# [ИСХОДНЫЙ ОТРЫВОК]
----
Блюмель терялся в догадках, искал для себя ответ на этот, почему-то казавшийся ему важным, вопрос, но, несмотря на всю свою тогдашнюю просоветскость, и вида не подал, что знает больше, чем его информаторы. К процессу Кравченко эта деталь никакого отношения вообще не имела — вероятно, закулисные режиссеры боялись, что процесс выйдет «за рамки», и снабжали какими-то аргументами своих адвокатов. Советские товарищи, вспоминал Блюмель, тесно пасли его во время процесса Кравченко, не оставляя наедине с самим собой и следя за каждым шагом. Подсовывали фальшивки о полной свободе, которая существует в Советском Союзе, и, разумеется, очень аргументированно опровергали клеветнические измышления Кравченко насчет существования лагерей.
— Я начинал процесс, — признавался Блюмель, — в полной убежденности, что Кравченко американский агент и что книжка вообще написана не им. Сомнения появились, а потом укрепились, когда мы допрашивали свидетелей, которых поставляла Москва: они читали заготовленные заранее тексты, но полностью тушевались, когда начинался перекрестный допрос. К вопросам адвокатов другой стороны их могли подготовить только в самых общих чертах, ни на какие экспромты они не были способны и несли полную чушь. Но окончательный поворот в моем сознании произошел после допроса Маргарет Бубер-Нейман.
----
# [ЗАПИСИ]
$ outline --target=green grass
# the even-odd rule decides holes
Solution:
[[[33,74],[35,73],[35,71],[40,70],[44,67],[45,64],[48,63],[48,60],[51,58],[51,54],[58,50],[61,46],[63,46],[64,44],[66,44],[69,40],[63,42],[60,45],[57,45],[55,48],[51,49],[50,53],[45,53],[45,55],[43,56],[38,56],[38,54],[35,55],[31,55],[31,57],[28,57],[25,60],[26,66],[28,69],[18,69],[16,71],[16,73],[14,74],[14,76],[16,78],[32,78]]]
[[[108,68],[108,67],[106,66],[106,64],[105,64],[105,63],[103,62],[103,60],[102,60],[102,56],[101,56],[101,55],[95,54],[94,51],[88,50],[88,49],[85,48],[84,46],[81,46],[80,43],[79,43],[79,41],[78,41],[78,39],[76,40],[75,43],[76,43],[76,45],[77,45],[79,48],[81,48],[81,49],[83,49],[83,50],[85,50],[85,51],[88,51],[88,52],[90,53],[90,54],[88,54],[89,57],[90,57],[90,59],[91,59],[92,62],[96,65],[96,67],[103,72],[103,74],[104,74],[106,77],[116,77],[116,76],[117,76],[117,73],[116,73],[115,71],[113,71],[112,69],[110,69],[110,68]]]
----
# [ЗАДАНИЕ 1]
Преврати все строки записей в нумерованный список без пустых строк.
# [ЗАДАНИЕ 2]
Продолжи, пожалуйста, отрывок о процессе Кравченко после его последнего предложения.

# [РЕЗУЛЬТАТ 1]
1. $ outline --target=green grass
2. # the even-odd rule decides holes
3. Solution:
4. [[[33,74],[35,73],[35,71],[40,70],[44,67],[45,64],[48,63],[48,60],[51,58],[51,54],[58,50],[61,46],[63,46],[64,44],[66,44],[69,40],[63,42],[60,45],[57,45],[55,48],[51,49],[50,53],[45,53],[45,55],[43,56],[38,56],[38,54],[35,55],[31,55],[31,57],[28,57],[25,60],[26,66],[28,69],[18,69],[16,71],[16,73],[14,74],[14,76],[16,78],[32,78]]]
5. [[[108,68],[108,67],[106,66],[106,64],[105,64],[105,63],[103,62],[103,60],[102,60],[102,56],[101,56],[101,55],[95,54],[94,51],[88,50],[88,49],[85,48],[84,46],[81,46],[80,43],[79,43],[79,41],[78,41],[78,39],[76,40],[75,43],[76,43],[76,45],[77,45],[79,48],[81,48],[81,49],[83,49],[83,50],[85,50],[85,51],[88,51],[88,52],[90,53],[90,54],[88,54],[89,57],[90,57],[90,59],[91,59],[92,62],[96,65],[96,67],[103,72],[103,74],[104,74],[106,77],[116,77],[116,76],[117,76],[117,73],[116,73],[115,71],[113,71],[112,69],[110,69],[110,68]]]

# [РЕЗУЛЬТАТ 2]
Маргарет, придется напомнить, была женой казненного в 1937 году в Москве члена политбюро германской компартии Гейнца Неймана и сама провела в ГУЛАГе несколько лет. Подло выданная Сталиным его друзьям-фашистам в 1940 году, она переместилась из советского лагеря в гитлеровский и только благодаря этому спаслась: ужасный и постыдный парадокс! Спаслась — и прибыла после войны в Париж рассказать о том, что есть и чего нет в стране, процветающей под солнцем сталинской конституции. Ее честный, горький и кошмарный рассказ могли оставить без внимания, а тем более его освистать, разве что вконец изолгавшиеся циники. Потом, когда во время хрущевской оттепели правда чуть приоткрылась и о существовании ГУЛАГа было заявлено Кремлем официально, они восклицали: «Но ведь мы ничего не знали!»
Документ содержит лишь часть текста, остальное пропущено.